■ ТЕКСТ ДЛЯ ЧТЕНИЯ
---

Под стать ему блистали и другие актеры иркутской труппы. Стоит вспомнить первое представление комедии А. Н. Островского «Не в свои сани не садись», в которой артист Львов играл роль старика Русанова не хуже, чем столичные актеры. В этой роли его сравнивали с артистом мос­ковского Малого театра Садовским. Артист опытный, первоклассный, он мастерски воплощал характер Русанова. Это был почтенный русский ку­пец, чувствующий свое достоинство и богатство, нежный отец единствен­ной дочери и самовластный хозяин. «Пока действие шло на простых обык­новенных чувствах, голос Львова звучал, выражал силу воли и разумного убеждения, но когда представала перед ним виноватая дочь... не было вос­клицаний, даже повышения голоса, он отверг ее тихо, непреклонно: глу­бокое отречение таково и в природе... Роль Русанова артист Львов передал глубоко, верно, без всяких порывистых движений и усилий», – писала об его игре «Северная пчела».

Роль дочери Русанова исполнила юная Дарья Рассказова. «Сколько не­поддельного чувства было в голосе влюбленной купеческой дочки. Как пре­красно переданы были и беззаветная любовь, и пораженная надежда, и страшное изумление, и ужас девичьего стыда, и страх отцовского проклятья».

В других рецензиях отмечалось также хорошее исполнение Рассказо­вой роли Офелии в шекспировском «Гамлете», но все-таки лучшая ее роль была в оперетте «Дочь второго полка» Ж. Баяра. Прекрасный чистый го­лос, приятная внешность и непринужденность игры заслужили ей общую любовь и уважение.

---

■ ЗАДАНИЕ A
Перечислите все сценические произведения, названия которых приводятся в тексте об актерах иркутской труппы.
■ ЗАДАНИЕ B
Продолжите, пожалуйста, текст об актерах иркутской труппы после его последнего предложения.
Строки с данными для работы с текстом не нужны.

---

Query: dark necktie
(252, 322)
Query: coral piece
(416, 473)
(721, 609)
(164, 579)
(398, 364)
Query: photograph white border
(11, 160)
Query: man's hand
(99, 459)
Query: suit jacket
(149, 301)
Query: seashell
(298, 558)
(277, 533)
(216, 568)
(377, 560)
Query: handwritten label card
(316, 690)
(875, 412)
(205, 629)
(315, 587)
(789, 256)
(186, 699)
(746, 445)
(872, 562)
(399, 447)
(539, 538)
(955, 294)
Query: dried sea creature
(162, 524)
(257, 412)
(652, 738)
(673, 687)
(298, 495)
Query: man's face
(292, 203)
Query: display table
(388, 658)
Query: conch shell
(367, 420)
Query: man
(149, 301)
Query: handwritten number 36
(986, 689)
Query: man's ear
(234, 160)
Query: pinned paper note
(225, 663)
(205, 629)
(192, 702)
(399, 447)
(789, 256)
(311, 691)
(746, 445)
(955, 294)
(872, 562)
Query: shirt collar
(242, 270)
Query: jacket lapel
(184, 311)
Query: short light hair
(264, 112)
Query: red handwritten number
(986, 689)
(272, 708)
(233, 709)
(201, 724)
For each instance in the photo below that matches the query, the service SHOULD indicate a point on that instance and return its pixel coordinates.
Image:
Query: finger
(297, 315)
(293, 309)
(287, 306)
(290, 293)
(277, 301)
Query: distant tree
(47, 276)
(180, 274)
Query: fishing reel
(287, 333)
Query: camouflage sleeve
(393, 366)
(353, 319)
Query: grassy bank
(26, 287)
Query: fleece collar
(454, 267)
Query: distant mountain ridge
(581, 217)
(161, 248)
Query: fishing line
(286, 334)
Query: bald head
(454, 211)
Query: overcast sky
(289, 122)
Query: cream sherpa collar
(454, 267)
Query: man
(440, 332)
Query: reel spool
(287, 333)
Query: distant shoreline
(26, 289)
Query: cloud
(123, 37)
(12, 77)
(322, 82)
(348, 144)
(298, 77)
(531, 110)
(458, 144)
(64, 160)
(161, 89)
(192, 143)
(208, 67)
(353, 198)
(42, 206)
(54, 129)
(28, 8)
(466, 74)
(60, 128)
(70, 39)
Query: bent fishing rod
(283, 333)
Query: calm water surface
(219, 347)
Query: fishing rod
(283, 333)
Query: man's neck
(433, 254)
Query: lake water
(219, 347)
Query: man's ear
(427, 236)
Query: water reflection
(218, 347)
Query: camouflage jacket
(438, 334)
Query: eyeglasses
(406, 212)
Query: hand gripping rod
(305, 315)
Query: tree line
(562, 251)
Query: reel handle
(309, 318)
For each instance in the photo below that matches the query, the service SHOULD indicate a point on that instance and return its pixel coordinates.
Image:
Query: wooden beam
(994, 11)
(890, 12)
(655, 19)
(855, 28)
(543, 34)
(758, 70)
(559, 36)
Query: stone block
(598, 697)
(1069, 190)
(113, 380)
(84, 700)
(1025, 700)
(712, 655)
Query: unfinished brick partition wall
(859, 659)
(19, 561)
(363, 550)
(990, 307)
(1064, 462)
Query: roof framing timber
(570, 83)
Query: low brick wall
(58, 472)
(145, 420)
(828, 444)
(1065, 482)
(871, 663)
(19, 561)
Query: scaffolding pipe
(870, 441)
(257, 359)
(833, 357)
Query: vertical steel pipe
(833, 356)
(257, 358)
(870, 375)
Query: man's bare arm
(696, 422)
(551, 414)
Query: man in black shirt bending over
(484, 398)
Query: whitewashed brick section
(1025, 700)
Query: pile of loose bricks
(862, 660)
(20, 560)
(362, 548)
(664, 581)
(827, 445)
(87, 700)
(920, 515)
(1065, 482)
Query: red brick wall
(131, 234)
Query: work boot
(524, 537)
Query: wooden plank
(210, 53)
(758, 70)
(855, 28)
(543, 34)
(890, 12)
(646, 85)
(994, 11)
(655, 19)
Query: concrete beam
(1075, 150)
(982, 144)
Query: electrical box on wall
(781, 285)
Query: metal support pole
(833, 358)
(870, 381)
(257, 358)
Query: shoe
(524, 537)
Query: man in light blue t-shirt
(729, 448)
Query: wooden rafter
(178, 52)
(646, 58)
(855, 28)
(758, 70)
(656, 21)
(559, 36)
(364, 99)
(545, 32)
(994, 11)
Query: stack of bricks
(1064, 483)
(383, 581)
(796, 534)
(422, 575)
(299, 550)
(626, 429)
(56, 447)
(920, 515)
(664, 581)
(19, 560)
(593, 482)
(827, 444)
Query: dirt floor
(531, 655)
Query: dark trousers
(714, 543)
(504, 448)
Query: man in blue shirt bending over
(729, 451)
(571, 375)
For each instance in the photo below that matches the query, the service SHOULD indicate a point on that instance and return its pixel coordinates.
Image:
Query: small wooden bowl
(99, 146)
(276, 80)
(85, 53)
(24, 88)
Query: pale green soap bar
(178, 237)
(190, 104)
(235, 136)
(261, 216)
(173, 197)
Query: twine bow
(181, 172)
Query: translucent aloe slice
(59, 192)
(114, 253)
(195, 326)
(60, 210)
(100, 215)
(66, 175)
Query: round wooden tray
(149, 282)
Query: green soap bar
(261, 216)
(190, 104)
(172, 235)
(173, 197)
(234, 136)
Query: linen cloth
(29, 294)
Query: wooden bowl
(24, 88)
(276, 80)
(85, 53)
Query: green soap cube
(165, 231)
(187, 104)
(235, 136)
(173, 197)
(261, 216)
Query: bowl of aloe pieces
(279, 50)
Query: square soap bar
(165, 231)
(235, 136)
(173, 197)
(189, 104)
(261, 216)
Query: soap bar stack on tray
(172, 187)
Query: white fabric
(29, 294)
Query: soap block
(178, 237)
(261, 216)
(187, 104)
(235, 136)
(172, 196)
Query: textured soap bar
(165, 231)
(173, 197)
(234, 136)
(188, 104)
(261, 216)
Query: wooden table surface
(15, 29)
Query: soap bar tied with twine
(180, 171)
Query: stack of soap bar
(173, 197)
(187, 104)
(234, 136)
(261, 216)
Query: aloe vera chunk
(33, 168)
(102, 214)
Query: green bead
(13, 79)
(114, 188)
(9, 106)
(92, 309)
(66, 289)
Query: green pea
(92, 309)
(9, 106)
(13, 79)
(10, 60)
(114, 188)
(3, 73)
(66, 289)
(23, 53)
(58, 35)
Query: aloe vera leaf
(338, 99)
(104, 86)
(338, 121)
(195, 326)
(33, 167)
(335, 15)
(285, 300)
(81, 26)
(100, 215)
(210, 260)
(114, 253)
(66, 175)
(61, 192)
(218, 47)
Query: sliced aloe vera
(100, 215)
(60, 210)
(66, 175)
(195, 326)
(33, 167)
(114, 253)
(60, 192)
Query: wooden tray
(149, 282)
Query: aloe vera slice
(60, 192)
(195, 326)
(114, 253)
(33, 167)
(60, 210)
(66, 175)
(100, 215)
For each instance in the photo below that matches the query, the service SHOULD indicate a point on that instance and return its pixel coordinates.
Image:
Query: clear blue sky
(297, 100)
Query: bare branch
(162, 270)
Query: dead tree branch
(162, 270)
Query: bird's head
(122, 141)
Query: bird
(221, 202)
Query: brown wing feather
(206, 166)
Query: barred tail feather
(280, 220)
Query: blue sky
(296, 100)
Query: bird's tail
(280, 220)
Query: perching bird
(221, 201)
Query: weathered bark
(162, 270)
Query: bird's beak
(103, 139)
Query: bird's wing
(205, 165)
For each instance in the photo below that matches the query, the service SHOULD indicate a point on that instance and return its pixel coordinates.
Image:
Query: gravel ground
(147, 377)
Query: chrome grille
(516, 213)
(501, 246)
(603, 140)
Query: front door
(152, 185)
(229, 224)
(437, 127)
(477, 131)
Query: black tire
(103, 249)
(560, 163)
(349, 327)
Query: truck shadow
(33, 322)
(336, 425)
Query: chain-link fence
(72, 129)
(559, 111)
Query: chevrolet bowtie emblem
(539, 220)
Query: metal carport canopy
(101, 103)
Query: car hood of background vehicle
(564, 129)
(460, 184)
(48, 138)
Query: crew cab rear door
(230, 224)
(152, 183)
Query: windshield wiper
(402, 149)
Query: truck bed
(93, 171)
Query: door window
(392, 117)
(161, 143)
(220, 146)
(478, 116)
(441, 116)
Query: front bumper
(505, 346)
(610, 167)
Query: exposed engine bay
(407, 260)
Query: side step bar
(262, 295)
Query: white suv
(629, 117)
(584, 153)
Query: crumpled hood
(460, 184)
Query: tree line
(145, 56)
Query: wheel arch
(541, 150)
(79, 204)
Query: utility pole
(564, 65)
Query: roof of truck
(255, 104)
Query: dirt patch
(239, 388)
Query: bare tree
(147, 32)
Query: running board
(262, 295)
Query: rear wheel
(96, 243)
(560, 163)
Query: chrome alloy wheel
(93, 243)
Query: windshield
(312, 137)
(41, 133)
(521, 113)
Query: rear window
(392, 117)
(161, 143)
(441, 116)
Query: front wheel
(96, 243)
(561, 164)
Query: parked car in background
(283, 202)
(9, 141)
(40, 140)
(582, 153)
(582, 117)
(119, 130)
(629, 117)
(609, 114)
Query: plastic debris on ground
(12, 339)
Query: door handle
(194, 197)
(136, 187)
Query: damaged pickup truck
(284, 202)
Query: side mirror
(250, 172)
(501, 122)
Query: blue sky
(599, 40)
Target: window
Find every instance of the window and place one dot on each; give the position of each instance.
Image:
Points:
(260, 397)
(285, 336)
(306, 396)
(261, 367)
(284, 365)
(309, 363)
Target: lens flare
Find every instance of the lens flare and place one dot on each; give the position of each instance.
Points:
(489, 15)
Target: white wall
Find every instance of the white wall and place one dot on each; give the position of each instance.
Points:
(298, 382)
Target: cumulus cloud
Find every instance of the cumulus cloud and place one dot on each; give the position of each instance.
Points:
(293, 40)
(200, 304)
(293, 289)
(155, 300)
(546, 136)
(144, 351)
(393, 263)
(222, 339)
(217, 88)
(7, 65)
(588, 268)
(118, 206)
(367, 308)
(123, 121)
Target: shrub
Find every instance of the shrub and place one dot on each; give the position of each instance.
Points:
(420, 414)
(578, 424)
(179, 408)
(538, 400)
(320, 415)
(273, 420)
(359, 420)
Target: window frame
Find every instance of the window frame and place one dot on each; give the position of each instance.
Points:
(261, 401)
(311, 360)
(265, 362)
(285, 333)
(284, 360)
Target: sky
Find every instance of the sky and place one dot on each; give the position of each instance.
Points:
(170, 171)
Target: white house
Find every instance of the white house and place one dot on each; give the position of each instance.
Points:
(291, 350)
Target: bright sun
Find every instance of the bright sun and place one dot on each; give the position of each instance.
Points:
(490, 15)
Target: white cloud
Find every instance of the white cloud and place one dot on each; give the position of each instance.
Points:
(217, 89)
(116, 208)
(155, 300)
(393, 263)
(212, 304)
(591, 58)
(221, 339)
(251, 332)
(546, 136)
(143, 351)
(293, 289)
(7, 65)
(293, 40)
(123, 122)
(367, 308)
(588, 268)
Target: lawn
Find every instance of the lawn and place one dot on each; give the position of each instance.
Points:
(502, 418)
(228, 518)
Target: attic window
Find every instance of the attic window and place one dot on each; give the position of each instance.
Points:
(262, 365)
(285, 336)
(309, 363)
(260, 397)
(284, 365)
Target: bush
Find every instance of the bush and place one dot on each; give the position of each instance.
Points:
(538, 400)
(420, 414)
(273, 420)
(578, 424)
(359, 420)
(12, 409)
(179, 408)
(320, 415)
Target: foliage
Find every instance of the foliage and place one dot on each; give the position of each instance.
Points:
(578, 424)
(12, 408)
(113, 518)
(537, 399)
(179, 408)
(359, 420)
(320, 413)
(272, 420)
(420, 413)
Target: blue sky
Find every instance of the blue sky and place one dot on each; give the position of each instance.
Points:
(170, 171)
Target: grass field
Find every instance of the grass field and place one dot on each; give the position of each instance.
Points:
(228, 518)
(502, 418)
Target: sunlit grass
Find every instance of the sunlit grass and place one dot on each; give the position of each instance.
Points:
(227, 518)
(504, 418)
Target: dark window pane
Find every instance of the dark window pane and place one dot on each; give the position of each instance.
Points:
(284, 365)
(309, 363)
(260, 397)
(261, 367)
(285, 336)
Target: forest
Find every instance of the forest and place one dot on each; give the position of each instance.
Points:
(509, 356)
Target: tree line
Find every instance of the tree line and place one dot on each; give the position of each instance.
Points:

---

■ ОТВЕТ A
«Не в свои сани не садись», «Гамлет», «Дочь второго полка».

■ ОТВЕТ B
Известно, что в старом театре артисты работали в определенном амп­луа, в зависимости от способностей и индивидуальных данных. Из них ан­трепренер затем формировал труппу. Актеры в большинстве своем наигры­вали собственный репертуар, часто имели и костюмы под свои роли. Ре­жиссеру только оставалось соединить их в той или иной пьесе да изгото­вить декорации. Иногда артисты сами объединялись в «товарищества», из своей среды выбирали старшего, который вел все финансовые дела. Зара­ботанные средства делили по степени участия каждого в спектаклях. Не­редко они были равными.

И Маркевич, и Рассказов, подбирая актеров в свою труппу, конечно, учитывали их амплуа. Кроме Львова, который исполнял роли благородных отцов и молодых людей, в труппе Рассказова служил артист Павлов, играв­ший комических и старых волокит, – актер добросовестный, без всяких балаганных выходок и грубых фарсов. Артист Гудков давно освоил амплуа комических и фарсовых персонажей, обладал приятным голосом, но, к со­жалению, отличался плохой памятью. Роли дряхлых стариков, лакеев, ре­зонеров весьма хорошо удавались артисту Скворцову. Молодых девушек – субреток и горничных – играла Николаева. Признавая ее несомненное ар­тистическое дарование, отмечали вместе с тем ее некоторую резкую угло­ватость движений по сцене, скороговорку в произношении, порой не­оправданную смешливость. Но все это было легко поправимо.

Используя профессиональное мастерство и природные данные акте­ров, Рассказов со своей небольшой труппой сумел так организовать дело, что театр, «при отсутствии общественной жизни, богатой интересами жи­выми, современными», стал пользоваться особым и справедливым внима­нием иркутского общества.

Он умело подбирал репертуар. В основном это были комедии и воде­вили старого и современного репертуара, посмотреть которые спешила не только элита городского общества, но и молодые чиновники, их сверстни­ки купеческого звания. Полна была и галерка, где билеты были намного дешевле и куда стремилась молодежь победнее: гимназисты и мещане.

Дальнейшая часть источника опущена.